(Instruction) Copy out every line of the records below that contains the word "calm".

(Data listing)
⁂
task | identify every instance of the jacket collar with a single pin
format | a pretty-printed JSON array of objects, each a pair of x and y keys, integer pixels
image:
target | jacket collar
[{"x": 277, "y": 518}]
⁂
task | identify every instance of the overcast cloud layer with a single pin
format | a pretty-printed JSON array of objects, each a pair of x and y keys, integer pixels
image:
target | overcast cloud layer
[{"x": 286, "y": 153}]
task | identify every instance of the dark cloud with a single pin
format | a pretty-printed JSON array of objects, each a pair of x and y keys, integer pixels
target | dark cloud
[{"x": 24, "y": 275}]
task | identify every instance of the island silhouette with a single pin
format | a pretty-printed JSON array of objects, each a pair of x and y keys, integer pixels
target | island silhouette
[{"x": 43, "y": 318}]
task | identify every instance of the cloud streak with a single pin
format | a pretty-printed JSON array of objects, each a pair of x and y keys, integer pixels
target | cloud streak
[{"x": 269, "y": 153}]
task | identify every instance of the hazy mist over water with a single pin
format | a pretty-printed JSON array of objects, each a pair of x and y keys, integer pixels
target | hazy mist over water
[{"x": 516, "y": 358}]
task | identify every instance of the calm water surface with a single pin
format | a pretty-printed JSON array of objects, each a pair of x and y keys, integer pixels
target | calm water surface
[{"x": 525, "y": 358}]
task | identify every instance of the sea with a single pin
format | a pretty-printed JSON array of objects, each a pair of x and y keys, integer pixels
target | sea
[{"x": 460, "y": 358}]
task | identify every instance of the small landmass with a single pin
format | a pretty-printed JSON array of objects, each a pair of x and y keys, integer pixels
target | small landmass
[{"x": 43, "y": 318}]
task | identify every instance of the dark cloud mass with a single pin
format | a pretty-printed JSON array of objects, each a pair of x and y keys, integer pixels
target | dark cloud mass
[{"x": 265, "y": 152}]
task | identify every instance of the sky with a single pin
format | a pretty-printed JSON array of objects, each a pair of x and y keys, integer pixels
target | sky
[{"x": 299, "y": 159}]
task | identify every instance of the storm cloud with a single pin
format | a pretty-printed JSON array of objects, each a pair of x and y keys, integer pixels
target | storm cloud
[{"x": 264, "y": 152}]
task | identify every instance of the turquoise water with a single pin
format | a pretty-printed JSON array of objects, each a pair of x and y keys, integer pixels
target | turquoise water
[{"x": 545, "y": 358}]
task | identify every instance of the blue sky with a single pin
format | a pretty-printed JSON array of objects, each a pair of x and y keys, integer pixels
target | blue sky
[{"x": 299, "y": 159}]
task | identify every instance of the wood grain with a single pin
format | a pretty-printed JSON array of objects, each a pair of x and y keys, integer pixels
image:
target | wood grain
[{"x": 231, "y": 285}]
⁂
(Full solution)
task | identify every instance of the calm water surface with a single pin
target | calm water surface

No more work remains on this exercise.